*PROBLEMA PROPOSTO 1*. Pode devolver, copiado sem nenhuma alteração, o trecho do texto sobre lógica deôntica e lógicas paraconsistentes que vai de "Algumas dessas lógicas" até "sejam ambas falsas.", inclusive?
*PROBLEMA PROPOSTO 2*. Você pode retomar o texto sobre lógica deôntica e lógicas paraconsistentes a partir do ponto em que ele para?

A lógica deôntica é uma das muitas lógicas desenvolvidas a partir da lógica clássica, sendo considerada uma lógica complementar a esta. De um lado, porque observa as principais regras de inferência que caracterizam a lógica clássica, quais sejam, as chamadas Leis do Pensamento; de outro lado, porque os operadores de que se utilizam (obrigatório, proibido, permitido), permitem uma maior capacidade de expressão do que aqueles baseados unicamente na lógica tradicional.

As lógicas complementares alargam o âmbito de aplicação da lógica clássica. Os operadores que utilizam modificam o aparato lingüístico sob o ponto de vista sintático, embora não alterem nada de essencial do ponto de vista semântico.

Também neste âmbito, as modificações são suplementares e visam tão somente a maior adequação às relações sintáticas expressas pelos novos operadores.

Ao lado dos sistemas lógicos complementares à lógica clássica, há os chamados sistemas divergentes, rivais daquela, como aqueles denominados sistemas lógicos paraconsistentes, os quais tem sido desenvolvidos com o propósito de substituir os sistemas clássicos em determinadas situações, onde a lógica clássica tem se mostrado insuficiente.

Algumas dessas lógicas paraconsistentes - as mais conhecidas - distinguem-se da lógica clássica exatamente por derrogarem pelo menos um de seus princípio (sic), os quais indicou-se anteriormente por Leis de Pensamento.

A primeira destas lógicas heterodoxas denomina-se lógica não-reflexiva, e caracteriza-se por colocar em cheque o princípio da identidade.

Uma segunda lógica é a denominada paracompleta; nesta, a lei do terceiro excluído é derrogada, admitindo-se Conseqüentemente que duas proposições contraditórias, A e ~A sejam ambas falsas.

Ao lado destes sistemas paracompletos, há as lógicas paraconsistentes, cuja base é a derrogação do princípio da contradição.

Um sistema lógico estruturado conforme o princípio da contradição afirma de duas proposições A e ~A que, se uma for verdadeira, a outra é falsa.

No esquema exposto por Newton DA COSTA, uma teoria dedutiva T, cuja linguagem contenha um símbolo para a negação, é dita inconsistente se o conjunto de seus teoremas contém ao menos dois deles, um dos quais sendo a negação do outro. Sendo A e ~A tais teoremas, ambos integrantes de um mesmo sistema lógico, apresenta uma contradição. A teoria T chama-se trivial (ou supercompleta) se todas as proposições formuláveis em sua linguagem forem teoremas de T, ou dito de outra forma, se tudo o que puder ser expresso na linguagem T puder ser provado em T.

Inconsistência e trivialidade não significam a mesma coisa, mas no âmbito da lógica clássica são considerados conceitos equivalentes, uma vez que um deles implica o outro.

Assim a presença de uma contradição trivializa T, ou seja, se em um único sistema de lógica clássica forem derivadas duas sentenças, uma das quais sendo a negação da outra, então qualquer sentença exprimível na linguagem T pode ser derivada em T.

*ENTRADAS LISTADAS*.
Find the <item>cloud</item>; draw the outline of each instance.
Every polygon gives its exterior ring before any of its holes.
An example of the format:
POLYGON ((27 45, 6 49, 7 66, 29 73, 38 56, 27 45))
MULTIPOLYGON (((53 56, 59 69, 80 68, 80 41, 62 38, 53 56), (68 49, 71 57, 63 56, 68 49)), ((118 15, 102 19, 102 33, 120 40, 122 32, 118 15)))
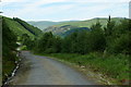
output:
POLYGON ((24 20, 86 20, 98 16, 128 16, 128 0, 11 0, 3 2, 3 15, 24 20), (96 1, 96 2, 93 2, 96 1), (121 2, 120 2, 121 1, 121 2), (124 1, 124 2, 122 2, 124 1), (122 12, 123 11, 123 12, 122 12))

*RESPOSTA FINAL 1*.
Algumas dessas lógicas paraconsistentes - as mais conhecidas - distinguem-se da lógica clássica exatamente por derrogarem pelo menos um de seus princípio (sic), os quais indicou-se anteriormente por Leis de Pensamento.

A primeira destas lógicas heterodoxas denomina-se lógica não-reflexiva, e caracteriza-se por colocar em cheque o princípio da identidade.

Uma segunda lógica é a denominada paracompleta; nesta, a lei do terceiro excluído é derrogada, admitindo-se Conseqüentemente que duas proposições contraditórias, A e ~A sejam ambas falsas.

*RESPOSTA FINAL 2*.
Dito de outra forma, nas lógicas ditas clássicas, em geral, é válido o princípio ex falso sequitur quod libet, formalmente expresso pela fórmula (A & ~A) - > B, que indica que "de uma falsidade, tudo se segue". Ou, tomando-se em consideração a idéia da contradição, "de uma contradição, qualquer coisa pode ser concluída".

Se tudo se pode concluir de uma falsidade ou de uma contradição, pode-se provar qualquer coisa, e será impossível distinguir o falso do verdadeiro, de forma que, desde o ponto de vista da lógica clássica, um sistema trivial é inútil, porque se a partir dele tudo se pode afirmar, ele não acrescenta nenhuma informação.

As lógicas paraconsistentes buscam obstaculizar essa implicação entre inconsistência e trivialidade, de forma que em um sistema se possam admitir determinadas contradições sem que com isso se "contamine" o sistema como um todo. São portanto sistemas lógicos capazes de fundamentar teorias inconsistentes e não triviais. Assim, admite-se proposições contraditórias sem que por isso o sistema perca seu valor científico.

Em um artigo denominado Normative Logics, Morality and Law, Leila Zardo PUGA, Newton da COSTA e Roberto VERNENGO partem de duas constatações que por si só, defendem eles, justificam a utilização de sistemas lógicos paraconsistentes no direito.

De um lado, entendem que em sua grande maioria, os corpus normativos legais, que compõem em grande parte o arcabouço legislativo de direito contemporâneo, contêm normas que implicam contradições; por exemplo, uma mesma ação é regulada como obrigatória e, ao mesmo tempo, como proibida. Ou então, em certas circunstâncias, uma mesma ação é de um lado caracterizada como obrigatória e ao mesmo tempo como não devida (proibida).

Estas circunstâncias ficam mais evidentes quando está-se frente a dilemas deônticos, caracterizados quando uma pessoa deve cumprir uma ação que ela, ao mesmo tempo, não está obrigada a desempenhar.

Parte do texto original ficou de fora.